-------- SUPPLIED MATERIAL

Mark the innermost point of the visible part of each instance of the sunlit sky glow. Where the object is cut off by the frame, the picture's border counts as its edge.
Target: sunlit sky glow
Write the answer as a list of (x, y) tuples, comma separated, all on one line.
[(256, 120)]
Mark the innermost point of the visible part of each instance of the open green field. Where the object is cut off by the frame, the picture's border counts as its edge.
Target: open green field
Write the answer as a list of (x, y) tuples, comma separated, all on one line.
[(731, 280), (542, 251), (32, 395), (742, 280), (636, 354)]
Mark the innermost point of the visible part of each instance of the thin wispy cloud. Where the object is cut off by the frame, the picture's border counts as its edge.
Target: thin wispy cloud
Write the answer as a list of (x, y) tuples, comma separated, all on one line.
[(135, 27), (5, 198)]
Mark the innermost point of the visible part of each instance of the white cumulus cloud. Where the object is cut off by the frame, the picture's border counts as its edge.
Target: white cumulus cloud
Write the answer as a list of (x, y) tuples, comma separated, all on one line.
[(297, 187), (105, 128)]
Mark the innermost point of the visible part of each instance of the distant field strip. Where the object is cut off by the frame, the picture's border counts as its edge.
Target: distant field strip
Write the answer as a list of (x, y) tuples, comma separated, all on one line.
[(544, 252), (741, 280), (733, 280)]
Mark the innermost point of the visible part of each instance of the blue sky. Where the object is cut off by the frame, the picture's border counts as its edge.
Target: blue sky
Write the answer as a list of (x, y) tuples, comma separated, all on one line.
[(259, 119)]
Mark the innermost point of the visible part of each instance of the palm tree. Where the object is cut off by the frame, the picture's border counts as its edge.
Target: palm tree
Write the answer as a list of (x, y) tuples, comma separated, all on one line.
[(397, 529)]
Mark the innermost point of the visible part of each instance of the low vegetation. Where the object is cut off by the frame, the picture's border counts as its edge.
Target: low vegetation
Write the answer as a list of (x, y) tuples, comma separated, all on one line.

----------------

Rewrite the stretch from the start of the material through the line containing "Target: sunlit sky glow", replacing "sunlit" with "golden" and leaving everything else unchanged.

ANSWER IN FULL ▸
Mark the innermost point of the visible part of each instance of the golden sky glow. Where the object is cut off by the frame, the picture's border counts as its edge.
Target: golden sky glow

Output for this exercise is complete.